• **What is needed**: Reproduce the material verbatim, from its first line through the line holding "POLYGON ((675 111, 675", with both of those lines included.

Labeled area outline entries

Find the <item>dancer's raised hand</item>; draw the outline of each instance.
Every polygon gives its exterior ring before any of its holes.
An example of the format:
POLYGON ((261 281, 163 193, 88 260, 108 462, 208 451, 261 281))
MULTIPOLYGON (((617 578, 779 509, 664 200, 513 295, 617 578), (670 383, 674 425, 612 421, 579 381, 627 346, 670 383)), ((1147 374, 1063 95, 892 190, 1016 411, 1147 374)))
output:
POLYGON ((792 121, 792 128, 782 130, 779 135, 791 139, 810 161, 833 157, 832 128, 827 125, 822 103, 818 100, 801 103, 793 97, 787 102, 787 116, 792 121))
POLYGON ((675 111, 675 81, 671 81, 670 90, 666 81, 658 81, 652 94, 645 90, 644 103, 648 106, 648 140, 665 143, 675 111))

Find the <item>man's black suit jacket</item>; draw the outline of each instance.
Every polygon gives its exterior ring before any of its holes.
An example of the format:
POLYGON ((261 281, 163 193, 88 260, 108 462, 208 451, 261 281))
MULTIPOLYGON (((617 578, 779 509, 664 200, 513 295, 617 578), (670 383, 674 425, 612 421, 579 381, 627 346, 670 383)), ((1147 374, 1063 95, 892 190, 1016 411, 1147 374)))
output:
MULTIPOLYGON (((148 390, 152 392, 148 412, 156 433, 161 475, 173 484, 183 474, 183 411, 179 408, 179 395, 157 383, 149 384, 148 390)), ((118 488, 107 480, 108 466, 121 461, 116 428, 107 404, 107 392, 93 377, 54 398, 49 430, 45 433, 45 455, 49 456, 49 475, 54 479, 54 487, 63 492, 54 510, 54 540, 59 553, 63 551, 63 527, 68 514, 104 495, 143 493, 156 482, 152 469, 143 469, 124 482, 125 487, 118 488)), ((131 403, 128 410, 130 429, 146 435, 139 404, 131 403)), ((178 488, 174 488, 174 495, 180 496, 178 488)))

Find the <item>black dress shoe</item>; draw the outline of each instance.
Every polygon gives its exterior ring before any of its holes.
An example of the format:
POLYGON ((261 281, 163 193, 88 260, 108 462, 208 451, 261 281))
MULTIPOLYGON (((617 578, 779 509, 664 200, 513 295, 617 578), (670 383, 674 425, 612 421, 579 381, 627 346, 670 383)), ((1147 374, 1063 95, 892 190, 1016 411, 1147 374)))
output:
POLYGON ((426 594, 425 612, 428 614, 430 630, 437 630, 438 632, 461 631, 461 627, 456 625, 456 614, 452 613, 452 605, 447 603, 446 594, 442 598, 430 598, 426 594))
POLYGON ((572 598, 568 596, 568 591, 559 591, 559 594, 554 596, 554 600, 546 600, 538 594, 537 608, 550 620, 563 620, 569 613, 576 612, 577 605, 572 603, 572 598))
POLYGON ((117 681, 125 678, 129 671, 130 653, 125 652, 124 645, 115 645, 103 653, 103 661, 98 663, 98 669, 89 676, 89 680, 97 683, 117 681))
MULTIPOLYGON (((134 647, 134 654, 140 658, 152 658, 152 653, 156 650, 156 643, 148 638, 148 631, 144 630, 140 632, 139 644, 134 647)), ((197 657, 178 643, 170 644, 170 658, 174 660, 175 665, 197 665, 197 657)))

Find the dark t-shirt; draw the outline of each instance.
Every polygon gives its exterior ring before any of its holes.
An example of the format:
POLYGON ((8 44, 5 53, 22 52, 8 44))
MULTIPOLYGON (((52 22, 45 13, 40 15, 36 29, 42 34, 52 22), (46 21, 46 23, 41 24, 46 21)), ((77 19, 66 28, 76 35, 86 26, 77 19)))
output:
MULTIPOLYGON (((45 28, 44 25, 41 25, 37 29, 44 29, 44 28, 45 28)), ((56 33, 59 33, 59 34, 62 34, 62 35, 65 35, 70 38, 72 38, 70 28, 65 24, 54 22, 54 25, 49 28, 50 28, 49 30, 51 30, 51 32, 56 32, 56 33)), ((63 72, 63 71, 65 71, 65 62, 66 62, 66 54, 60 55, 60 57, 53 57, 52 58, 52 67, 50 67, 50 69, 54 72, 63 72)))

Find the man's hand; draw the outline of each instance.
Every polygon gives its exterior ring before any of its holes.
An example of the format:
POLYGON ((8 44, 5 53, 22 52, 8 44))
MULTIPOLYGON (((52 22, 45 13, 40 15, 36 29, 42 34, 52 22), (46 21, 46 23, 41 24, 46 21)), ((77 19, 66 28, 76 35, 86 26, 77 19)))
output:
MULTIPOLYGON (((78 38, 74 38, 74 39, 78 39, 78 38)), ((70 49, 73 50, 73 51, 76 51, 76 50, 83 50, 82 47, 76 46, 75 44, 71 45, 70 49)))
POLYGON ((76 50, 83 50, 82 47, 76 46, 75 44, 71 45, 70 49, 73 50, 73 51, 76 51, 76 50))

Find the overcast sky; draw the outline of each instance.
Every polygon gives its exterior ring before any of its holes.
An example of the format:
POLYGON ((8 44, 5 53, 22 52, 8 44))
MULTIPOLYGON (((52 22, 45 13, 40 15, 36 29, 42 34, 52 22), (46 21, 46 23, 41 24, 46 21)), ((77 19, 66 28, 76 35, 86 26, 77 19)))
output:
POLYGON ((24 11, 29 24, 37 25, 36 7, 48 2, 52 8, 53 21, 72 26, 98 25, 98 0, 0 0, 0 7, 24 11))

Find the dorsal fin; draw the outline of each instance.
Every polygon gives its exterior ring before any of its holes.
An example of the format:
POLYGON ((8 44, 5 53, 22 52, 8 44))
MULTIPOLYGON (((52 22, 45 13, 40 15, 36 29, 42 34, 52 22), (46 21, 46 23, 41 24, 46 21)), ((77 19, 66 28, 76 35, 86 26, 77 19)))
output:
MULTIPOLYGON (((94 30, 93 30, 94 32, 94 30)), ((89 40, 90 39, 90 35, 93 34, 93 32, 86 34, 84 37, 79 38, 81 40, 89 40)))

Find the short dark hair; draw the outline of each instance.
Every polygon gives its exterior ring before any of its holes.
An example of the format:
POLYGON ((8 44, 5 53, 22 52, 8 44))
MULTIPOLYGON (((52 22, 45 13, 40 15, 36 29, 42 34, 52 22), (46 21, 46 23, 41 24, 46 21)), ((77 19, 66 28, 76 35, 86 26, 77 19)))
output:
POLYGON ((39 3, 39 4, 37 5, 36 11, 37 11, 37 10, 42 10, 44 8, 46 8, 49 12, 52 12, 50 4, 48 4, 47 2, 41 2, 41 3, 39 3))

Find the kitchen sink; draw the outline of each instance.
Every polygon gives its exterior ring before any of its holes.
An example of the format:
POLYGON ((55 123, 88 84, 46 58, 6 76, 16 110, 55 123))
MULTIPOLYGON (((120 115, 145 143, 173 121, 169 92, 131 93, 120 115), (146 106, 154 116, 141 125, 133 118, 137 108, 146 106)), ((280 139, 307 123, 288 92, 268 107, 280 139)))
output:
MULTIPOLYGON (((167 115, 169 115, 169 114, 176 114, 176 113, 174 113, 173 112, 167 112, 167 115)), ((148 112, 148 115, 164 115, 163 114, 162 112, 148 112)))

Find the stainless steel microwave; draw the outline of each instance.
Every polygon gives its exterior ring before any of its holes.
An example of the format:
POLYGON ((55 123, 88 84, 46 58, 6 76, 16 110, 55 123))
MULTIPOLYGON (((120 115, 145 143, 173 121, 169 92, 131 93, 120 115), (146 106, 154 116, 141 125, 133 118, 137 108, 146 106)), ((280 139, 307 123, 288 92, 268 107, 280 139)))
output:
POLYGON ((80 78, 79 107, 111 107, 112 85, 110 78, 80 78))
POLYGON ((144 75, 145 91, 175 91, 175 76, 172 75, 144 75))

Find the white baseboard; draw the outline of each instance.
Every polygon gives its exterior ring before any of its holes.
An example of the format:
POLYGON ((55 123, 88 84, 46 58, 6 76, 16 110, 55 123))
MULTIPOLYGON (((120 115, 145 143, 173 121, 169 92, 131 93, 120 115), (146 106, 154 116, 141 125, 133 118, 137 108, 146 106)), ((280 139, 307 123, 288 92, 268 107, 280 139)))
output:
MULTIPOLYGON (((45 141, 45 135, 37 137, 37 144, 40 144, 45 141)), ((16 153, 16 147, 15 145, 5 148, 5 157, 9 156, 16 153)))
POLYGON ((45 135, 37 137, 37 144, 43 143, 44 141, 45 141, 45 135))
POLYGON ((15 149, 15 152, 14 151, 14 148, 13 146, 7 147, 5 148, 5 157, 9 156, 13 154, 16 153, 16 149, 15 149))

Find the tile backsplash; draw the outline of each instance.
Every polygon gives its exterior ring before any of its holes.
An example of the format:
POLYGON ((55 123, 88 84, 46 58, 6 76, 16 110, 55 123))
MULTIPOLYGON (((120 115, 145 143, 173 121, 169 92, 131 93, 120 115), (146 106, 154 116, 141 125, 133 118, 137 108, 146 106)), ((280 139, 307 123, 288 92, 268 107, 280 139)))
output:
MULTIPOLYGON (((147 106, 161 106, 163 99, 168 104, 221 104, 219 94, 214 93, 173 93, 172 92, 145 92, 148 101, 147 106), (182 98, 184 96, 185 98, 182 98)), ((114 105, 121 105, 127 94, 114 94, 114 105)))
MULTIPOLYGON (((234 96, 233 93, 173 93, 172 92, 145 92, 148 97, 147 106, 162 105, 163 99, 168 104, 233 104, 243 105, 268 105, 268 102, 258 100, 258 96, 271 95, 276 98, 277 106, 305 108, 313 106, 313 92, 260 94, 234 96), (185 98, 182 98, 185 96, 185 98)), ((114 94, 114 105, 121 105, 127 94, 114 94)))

• **Output of the task**:
Find the <item>dancer's raised hand</item>; draw the outline of each instance.
Every polygon gives its exterior ring before any of its holes.
An example of the format:
POLYGON ((261 281, 163 193, 88 260, 108 462, 208 451, 261 281))
MULTIPOLYGON (((617 578, 779 509, 664 200, 513 295, 617 578), (670 383, 674 425, 612 421, 579 381, 627 346, 670 383)), ((1147 374, 1063 95, 892 190, 1016 411, 1147 374)))
output:
POLYGON ((792 121, 792 128, 782 130, 779 135, 791 139, 810 161, 833 157, 832 128, 827 125, 822 103, 818 100, 801 103, 793 97, 787 102, 787 116, 792 121))
POLYGON ((675 111, 675 81, 671 81, 670 90, 666 81, 658 81, 652 94, 645 90, 644 103, 648 106, 648 140, 665 143, 675 111))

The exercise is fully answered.